=== Provided data ===

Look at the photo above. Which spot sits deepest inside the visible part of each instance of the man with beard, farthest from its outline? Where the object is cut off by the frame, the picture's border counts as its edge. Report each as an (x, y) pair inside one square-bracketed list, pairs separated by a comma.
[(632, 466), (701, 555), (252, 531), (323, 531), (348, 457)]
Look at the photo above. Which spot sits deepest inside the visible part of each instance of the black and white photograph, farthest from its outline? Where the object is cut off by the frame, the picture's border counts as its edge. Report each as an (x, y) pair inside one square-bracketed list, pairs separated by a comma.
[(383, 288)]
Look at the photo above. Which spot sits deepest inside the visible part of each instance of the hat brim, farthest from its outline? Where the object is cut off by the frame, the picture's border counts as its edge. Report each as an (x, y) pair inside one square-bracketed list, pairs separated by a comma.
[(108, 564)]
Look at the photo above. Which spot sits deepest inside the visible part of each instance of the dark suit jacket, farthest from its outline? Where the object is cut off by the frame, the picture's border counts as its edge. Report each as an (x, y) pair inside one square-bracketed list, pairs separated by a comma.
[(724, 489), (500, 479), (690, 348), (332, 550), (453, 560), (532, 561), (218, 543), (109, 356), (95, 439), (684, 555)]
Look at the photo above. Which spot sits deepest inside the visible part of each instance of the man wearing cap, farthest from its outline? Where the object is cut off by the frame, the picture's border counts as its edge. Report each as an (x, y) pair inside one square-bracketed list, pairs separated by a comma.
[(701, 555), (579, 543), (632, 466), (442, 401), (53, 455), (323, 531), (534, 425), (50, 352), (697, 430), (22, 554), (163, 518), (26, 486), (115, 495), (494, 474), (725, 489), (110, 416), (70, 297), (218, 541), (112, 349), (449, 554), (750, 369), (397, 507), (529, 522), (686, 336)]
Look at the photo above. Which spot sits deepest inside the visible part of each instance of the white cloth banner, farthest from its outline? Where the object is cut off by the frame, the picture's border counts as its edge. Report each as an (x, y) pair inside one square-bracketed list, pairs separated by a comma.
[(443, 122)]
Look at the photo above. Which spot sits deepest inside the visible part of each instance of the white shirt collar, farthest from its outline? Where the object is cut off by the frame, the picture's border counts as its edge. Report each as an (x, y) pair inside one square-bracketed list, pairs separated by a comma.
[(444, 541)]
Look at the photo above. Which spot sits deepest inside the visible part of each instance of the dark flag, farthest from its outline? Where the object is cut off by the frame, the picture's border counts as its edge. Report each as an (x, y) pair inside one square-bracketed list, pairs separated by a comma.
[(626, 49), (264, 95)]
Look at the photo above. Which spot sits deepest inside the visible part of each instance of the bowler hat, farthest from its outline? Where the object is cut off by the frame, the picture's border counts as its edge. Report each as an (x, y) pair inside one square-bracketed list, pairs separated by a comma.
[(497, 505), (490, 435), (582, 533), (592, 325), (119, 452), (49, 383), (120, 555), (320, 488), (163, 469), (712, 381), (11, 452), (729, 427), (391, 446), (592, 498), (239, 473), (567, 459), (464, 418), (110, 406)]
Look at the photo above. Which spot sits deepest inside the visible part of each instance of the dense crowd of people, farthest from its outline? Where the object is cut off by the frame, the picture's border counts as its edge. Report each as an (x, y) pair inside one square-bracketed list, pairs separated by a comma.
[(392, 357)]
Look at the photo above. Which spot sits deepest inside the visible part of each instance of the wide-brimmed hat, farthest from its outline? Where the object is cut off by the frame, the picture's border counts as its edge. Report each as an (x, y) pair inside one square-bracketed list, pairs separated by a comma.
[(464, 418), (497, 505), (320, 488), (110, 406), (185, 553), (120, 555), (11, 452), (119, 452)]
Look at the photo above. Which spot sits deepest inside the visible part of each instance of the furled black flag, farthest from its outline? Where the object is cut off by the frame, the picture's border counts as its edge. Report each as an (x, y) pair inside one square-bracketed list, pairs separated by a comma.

=== Task instructions ===
Set out every line of the data above as a numbered list, leaving out any blank lines.

=== Answer to the problem ===
1. Look at the photo above. Which spot sits deepest inside the visible part of each instance of the man with beard, farthest from its outline? Where the object is cut off by the frame, the picture's border counts as its edge. Report each as an (x, y) pair inside one square-bracketed list, pairs separated by a comma.
2. [(632, 466), (701, 555), (252, 531), (323, 531), (348, 457)]
3. Look at the photo above. Which spot sits deepest inside the visible part of each instance of the black and white photograph, farthest from its outline? Where the object is cut off by the frame, the picture's border counts as its edge. Report each as an (x, y) pair inside one square-bracketed list, pairs separated by a comma.
4. [(383, 288)]
5. Look at the photo above. Which spot sits deepest inside the visible part of each instance of the hat brim, farthest from its outline? Where the object is cut off by the frame, the picture's border counts as its edge. Report each as an (x, y) pair inside one square-bracketed list, pairs separated by a comma.
6. [(108, 564)]
7. Look at the photo above. Which spot sits deepest inside the visible part of each instance of the dark suit jacket, farthest from its outline? Where the object is cut off by the frame, the picture's border counts as its edge. Report each as an (x, y) pair inside one square-bracketed list, pairs separated by a comma.
8. [(724, 489), (500, 479), (690, 348), (332, 550), (453, 560), (532, 561), (218, 543), (109, 356), (95, 439), (684, 555)]
9. Look at the photo above. Which spot sits deepest inside the visible part of each instance of the man wearing cap, farthest from its outline? Where the object is cut off by the frame, the picture's border counts as its edge. Report each as an (x, y) pair inside one square-bracketed list, pairs separated by a comma.
10. [(701, 555), (579, 543), (632, 466), (442, 401), (53, 455), (323, 531), (534, 425), (50, 352), (697, 430), (22, 554), (163, 518), (26, 486), (115, 495), (494, 474), (725, 489), (110, 416), (70, 297), (218, 541), (112, 349), (449, 554), (750, 369), (397, 507), (529, 522), (686, 336)]
11. Look at the photo above. Which spot sits deepest inside the visible part of each instance of the white cloth banner, farthest from its outline? Where the object is cut off by the frame, the picture's border counts as its edge. Report each as an (x, y) pair inside one square-bracketed list, pairs separated by a comma.
12. [(443, 122)]
13. Look at the photo above. Which spot sits deepest inside the visible part of each instance of the white shirt collar, farthest from its outline? Where the object is cut off by the frame, the picture's border counts as its edge. Report each as an (x, y) pair inside one square-bracketed list, pairs separated by a comma.
14. [(444, 541)]
15. Look at the photo above. Which spot sits deepest inside the visible part of each instance of the dark flag, farthest from its outline? Where the object is cut off by the frame, the picture's border counts as its edge. Report each as an (x, y) pair inside one square-bracketed list, pairs separated by a comma.
16. [(626, 49), (264, 95)]
17. Look at the photo above. Which spot sits deepest inside the visible part of each instance of the bowler hat, farthest from its outline? Where the object is cut off by the frame, the picture's border counts as its edge. Report each as an (x, y) pair inside one square-bracketed list, pairs separated by a comma.
18. [(497, 505), (490, 435), (582, 533), (592, 325), (119, 452), (49, 383), (120, 555), (320, 488), (163, 469), (712, 381), (11, 452), (729, 427), (391, 446), (592, 498), (239, 473), (567, 459), (464, 418), (110, 406)]
19. Look at the photo above. Which spot sits deepest inside the visible part of each instance of the dense crowd of people, farthest from its outline? Where the object is cut off by the frame, the picture's border counts as its edge. Report each as an (x, y) pair inside one square-bracketed list, pairs separated by a comma.
20. [(392, 357)]
21. Look at the photo above. Which spot sits deepest inside the visible part of each instance of the wide-brimmed hat, farthest from its outline? Where the object is cut off by the frame, the picture's border counts as its edge. Report each as an (x, y) pair inside one square-bracketed list, pairs separated by a comma.
22. [(464, 418), (497, 505), (320, 488), (110, 406), (185, 553), (120, 555), (11, 452), (119, 452)]
23. Look at the photo above. Which spot sits deepest inside the visible part of each instance of the furled black flag, farthest from its outline? Where the object is cut off by the frame, the picture's border counts as its edge. Report each as an (x, y) pair inside one square-bracketed list, pairs separated by a comma.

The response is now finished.